__GOAL__
Transcribe the passage of the biography of Nadine George-Graves from "Nadine George-Graves is" to "Dance Research Journal.".

Nadine George-Graves is the Naomi Willie Pollard Professor at Northwestern University in the Department of Performance Studies and has a joint appointment in the Department of Theatre. She also serves as Executive Co-editor of Dance Research Journal.
Her work is situated at the intersections of African American studies, critical gender studies, performance studies, theatre history, and dance history. She is the author of The Royalty of Negro Vaudeville: The Whitman Sisters and the Negotiation of Race, Gender, and Class in African American Theater, 1900-1940 and Urban Bush Women: Twenty Years of Dance Theater, Community Engagement and Working it Out as well as numerous articles on African American performance. She is the editor of The Oxford Handbook of Dance and Theater, a collection of border-crossing scholarship on embodiment and theatricality. She has also written on primitivity, ragtime dance, tap dance legend Jeni LeGon, identity politics and performance, competition, social change, early African American theatre, and the future of performance in the academy. She has given talks, led community engagement projects, and has served on many boards and committees. She is a past-president of the Congress on Research in Dance (CORD).

__DATASET ENTRIES__
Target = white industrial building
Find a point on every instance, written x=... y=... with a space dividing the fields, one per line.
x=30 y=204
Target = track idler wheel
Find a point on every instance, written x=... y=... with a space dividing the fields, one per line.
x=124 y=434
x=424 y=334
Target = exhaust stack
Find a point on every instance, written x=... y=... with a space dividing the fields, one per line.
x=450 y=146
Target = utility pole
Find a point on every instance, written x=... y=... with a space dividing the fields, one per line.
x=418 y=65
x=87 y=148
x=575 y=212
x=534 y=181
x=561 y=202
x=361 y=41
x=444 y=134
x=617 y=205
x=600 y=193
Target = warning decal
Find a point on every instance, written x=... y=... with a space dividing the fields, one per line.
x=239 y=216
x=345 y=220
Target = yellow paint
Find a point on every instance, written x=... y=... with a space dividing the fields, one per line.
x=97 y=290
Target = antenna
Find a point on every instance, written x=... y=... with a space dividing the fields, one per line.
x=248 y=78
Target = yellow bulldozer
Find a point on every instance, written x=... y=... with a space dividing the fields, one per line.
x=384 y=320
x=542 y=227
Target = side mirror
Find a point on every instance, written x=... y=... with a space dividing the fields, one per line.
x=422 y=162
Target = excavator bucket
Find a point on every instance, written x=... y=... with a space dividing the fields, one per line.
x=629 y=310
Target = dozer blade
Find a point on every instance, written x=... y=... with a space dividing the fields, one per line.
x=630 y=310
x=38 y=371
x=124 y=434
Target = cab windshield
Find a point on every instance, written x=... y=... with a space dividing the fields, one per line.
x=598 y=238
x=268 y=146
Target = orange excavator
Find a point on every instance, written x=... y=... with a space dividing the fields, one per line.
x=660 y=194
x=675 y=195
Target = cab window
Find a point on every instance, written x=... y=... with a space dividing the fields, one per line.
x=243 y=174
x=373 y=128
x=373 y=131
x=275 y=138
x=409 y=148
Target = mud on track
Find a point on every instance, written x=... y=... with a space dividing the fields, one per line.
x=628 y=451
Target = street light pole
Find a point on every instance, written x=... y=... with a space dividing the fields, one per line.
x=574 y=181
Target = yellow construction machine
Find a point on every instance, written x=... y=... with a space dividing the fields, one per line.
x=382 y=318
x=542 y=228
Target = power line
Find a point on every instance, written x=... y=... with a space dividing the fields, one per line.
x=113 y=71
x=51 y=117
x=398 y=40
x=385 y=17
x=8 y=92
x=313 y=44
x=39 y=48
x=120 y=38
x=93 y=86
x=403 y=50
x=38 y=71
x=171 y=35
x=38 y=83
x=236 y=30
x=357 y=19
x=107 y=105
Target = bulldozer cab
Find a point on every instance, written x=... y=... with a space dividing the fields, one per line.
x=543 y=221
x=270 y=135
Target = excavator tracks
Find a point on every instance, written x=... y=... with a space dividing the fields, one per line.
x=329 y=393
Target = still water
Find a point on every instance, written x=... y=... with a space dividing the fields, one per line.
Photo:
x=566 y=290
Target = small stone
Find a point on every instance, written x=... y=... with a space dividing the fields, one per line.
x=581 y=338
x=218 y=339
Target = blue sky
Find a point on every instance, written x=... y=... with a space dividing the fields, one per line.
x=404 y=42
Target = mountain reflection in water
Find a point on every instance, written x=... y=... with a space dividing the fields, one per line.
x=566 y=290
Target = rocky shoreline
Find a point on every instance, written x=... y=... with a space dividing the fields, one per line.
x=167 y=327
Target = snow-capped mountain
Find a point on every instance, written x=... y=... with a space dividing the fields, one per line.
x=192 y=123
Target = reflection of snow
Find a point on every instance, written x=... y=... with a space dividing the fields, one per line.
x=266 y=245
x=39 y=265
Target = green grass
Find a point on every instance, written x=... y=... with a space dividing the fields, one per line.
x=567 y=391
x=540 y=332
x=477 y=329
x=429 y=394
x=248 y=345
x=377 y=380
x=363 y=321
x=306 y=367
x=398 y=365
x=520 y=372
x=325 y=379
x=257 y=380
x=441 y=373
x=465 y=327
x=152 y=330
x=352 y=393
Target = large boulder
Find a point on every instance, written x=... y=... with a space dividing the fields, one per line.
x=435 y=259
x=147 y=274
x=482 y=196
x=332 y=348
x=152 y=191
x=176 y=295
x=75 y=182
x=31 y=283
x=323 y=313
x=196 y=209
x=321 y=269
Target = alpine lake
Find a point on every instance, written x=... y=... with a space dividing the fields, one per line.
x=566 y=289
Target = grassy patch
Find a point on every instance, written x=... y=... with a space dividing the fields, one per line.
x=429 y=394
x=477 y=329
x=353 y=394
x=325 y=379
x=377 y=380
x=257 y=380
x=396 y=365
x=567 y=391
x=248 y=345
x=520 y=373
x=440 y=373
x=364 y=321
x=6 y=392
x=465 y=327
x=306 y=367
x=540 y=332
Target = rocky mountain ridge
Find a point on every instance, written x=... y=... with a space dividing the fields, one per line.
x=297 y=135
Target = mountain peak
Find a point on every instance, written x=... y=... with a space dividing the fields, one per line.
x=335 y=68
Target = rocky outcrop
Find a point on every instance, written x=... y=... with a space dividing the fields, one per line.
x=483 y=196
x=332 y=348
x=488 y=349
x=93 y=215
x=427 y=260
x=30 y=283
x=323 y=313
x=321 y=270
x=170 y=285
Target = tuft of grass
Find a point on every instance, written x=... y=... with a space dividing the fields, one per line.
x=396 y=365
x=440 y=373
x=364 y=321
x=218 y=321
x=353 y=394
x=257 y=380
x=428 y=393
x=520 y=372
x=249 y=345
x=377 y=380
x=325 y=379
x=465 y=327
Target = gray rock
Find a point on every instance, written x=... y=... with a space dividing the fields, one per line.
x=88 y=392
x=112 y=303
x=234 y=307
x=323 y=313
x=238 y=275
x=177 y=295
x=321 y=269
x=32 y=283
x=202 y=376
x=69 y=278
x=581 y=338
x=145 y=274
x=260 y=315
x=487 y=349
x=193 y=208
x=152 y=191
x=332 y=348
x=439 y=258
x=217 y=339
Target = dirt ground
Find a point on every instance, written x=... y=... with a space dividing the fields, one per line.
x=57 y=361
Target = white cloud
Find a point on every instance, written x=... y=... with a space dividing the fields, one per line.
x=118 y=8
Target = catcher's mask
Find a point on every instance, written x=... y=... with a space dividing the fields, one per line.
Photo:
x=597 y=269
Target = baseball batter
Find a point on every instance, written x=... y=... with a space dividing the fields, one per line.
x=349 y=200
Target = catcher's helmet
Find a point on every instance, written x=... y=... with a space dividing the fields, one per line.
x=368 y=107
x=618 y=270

__CORRECT RESPONSE__
Nadine George-Graves is the Naomi Willie Pollard Professor at Northwestern University in the Department of Performance Studies and has a joint appointment in the Department of Theatre. She also serves as Executive Co-editor of Dance Research Journal.